Listing:
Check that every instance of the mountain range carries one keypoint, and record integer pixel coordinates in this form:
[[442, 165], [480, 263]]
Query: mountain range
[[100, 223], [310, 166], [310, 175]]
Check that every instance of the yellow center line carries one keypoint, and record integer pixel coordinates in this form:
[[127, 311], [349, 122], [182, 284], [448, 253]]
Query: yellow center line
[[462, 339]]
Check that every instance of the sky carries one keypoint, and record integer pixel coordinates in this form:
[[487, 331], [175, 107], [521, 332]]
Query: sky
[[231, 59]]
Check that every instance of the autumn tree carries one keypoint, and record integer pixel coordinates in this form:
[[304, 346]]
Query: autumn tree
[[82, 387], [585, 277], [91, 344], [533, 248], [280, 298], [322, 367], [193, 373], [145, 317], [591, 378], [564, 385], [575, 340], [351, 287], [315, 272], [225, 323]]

--

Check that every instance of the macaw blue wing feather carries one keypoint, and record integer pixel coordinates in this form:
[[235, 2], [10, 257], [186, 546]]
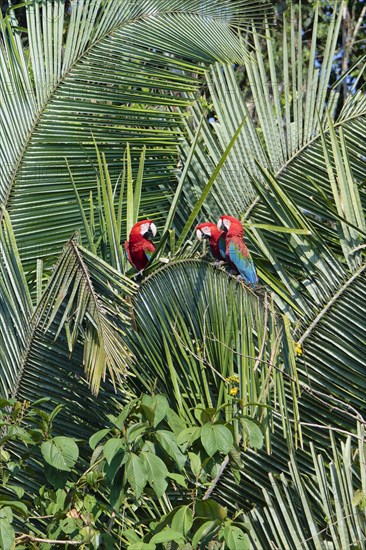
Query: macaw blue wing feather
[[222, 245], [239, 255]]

* * *

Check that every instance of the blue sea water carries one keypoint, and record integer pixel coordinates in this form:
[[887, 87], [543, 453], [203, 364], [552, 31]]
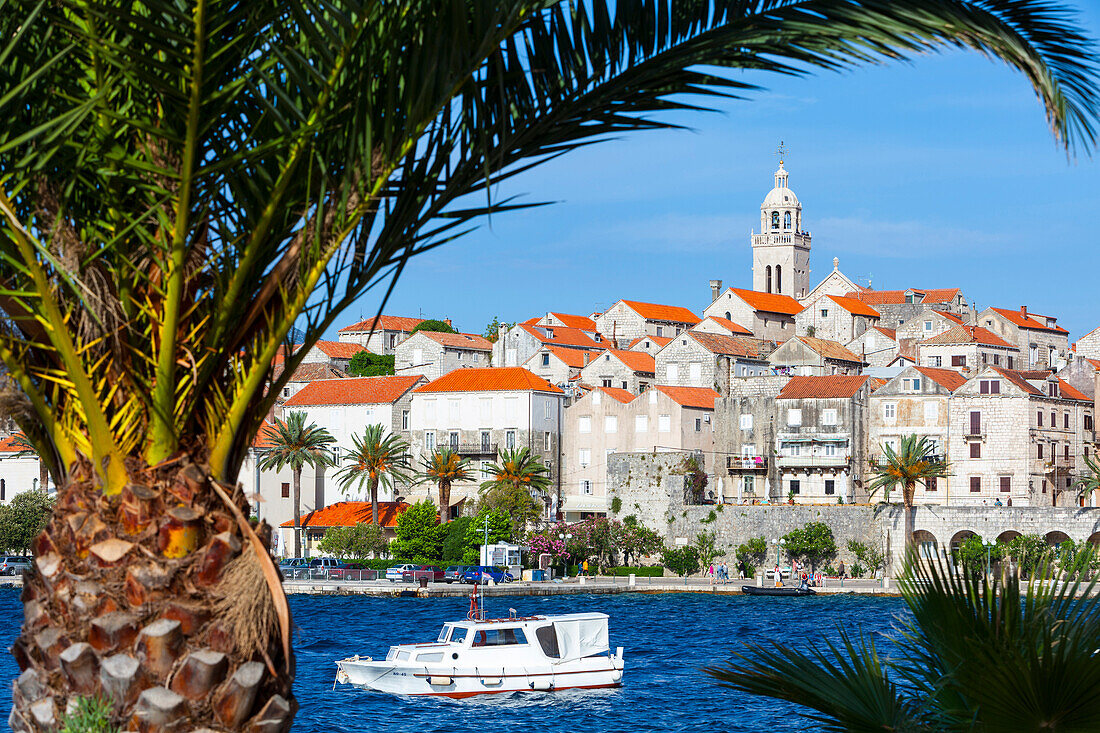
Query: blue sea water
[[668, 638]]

Task statement: Reproduce only the section of the listing that opens with the line containing "Check that every instance of the yellow" and closes with the line containing "[[231, 59]]", substituting "marker" for "keypoint" and changing nothing else.

Response for this exercise:
Check that every instance of the yellow center line carries one marker, and record integer pixel coordinates in this form:
[[127, 311], [349, 122], [182, 284], [448, 253]]
Query: yellow center line
[[462, 339]]
Check that every instance of the sky carries one marker, and record integer pixel coordinates in this form:
[[487, 331], [175, 107], [521, 332]]
Query: sky
[[231, 59]]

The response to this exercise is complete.